§ **THE INPUT**
◆ ◆ ◆ ◆ ◆ ◆ ◆
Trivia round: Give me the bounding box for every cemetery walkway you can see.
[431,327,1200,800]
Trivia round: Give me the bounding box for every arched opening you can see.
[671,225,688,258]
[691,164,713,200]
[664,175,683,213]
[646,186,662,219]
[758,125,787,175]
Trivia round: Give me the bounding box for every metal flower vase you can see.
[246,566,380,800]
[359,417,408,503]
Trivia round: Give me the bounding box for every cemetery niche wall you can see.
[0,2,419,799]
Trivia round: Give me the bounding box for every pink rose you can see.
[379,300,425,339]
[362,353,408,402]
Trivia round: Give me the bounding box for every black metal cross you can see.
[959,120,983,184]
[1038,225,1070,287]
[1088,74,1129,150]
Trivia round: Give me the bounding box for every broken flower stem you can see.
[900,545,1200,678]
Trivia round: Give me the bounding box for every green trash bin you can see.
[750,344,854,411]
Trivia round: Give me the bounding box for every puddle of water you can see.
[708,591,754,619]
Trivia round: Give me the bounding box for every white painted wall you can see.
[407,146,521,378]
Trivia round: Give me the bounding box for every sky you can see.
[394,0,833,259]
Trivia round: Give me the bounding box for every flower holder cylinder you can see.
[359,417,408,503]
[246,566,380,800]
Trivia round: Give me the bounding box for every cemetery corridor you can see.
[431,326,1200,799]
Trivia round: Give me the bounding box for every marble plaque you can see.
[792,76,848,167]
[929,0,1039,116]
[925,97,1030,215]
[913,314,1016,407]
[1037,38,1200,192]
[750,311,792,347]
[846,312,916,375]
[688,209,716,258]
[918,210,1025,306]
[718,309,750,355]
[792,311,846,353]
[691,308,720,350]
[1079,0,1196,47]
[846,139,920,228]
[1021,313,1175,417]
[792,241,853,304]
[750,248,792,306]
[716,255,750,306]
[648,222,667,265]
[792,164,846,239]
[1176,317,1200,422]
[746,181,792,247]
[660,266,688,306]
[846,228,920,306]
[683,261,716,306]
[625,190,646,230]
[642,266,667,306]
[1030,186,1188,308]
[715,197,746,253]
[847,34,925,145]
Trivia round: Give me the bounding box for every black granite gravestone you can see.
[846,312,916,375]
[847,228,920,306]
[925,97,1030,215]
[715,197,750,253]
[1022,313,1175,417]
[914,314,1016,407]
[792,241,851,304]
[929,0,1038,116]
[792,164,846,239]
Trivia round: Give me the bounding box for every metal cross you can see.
◆ ◆ ◆ ◆ ◆ ◆ ◆
§ **PROBLEM TO WORK ON**
Can you write out the listing above again with every "Trivia round" swapped for "Quiz round" and nothing else altered?

§ **FINISHED ANSWER**
Quiz round: Give me the bounding box for every cemetery walkway you can see.
[431,327,1200,800]
Quiz round: Give me the bounding box for every arched opening you can see.
[671,225,688,258]
[691,164,713,200]
[664,175,683,213]
[646,186,662,219]
[758,125,787,175]
Quiz round: Give me the bounding box for every metal flower vase you can see.
[246,566,380,800]
[359,417,408,503]
Quiz round: Give me the bounding box for every cemetery niche wall you can see.
[0,2,419,799]
Quiz round: Give me the bounding box for every pink rose you can see.
[379,300,425,339]
[362,353,408,402]
Quiz round: Give me the bounding box for every black metal cross you can see.
[959,120,983,184]
[1038,225,1070,287]
[1088,74,1129,150]
Quiz round: Give me the bounding box for every broken flower stem you can see.
[900,545,1200,678]
Quiz round: Give me the bounding box for every green trash bin you can see.
[750,344,854,411]
Quiz round: Give me the bounding box for every puddle of water you can see.
[708,591,754,619]
Quiz round: Give me the bounding box for every white painted wall you can see.
[407,146,521,378]
Quiz round: Give me the bounding box for every sky you can see.
[394,0,833,259]
Quiz round: Give me the bounding box for every flower holder cylinder you can see.
[359,417,408,503]
[246,566,380,800]
Quiz round: Give me the bounding box for every cemetery corridor you can see.
[431,326,1200,799]
Quiz round: Give me the bounding box for every marble plaque you can see.
[792,76,848,167]
[929,0,1039,116]
[925,97,1030,215]
[913,314,1016,407]
[1037,38,1200,192]
[750,311,792,347]
[846,312,916,375]
[688,209,716,258]
[918,210,1025,306]
[718,309,750,355]
[792,311,846,353]
[691,308,720,350]
[1079,0,1196,47]
[846,139,920,228]
[1021,313,1175,417]
[792,241,853,304]
[750,248,792,306]
[716,255,750,306]
[648,222,667,265]
[792,164,846,239]
[1176,317,1200,422]
[746,181,792,247]
[660,266,688,306]
[846,228,920,306]
[683,261,716,306]
[625,190,646,230]
[642,266,667,306]
[1030,186,1188,308]
[715,197,746,253]
[847,34,925,145]
Quiz round: Give me the bounding box for every black granite gravestone you can see.
[846,312,916,375]
[847,228,920,306]
[925,97,1030,215]
[715,197,750,253]
[1022,313,1175,417]
[914,314,1016,407]
[792,241,851,304]
[929,0,1038,116]
[792,164,846,239]
Quiz round: Give me the bounding box for every metal cross you can see.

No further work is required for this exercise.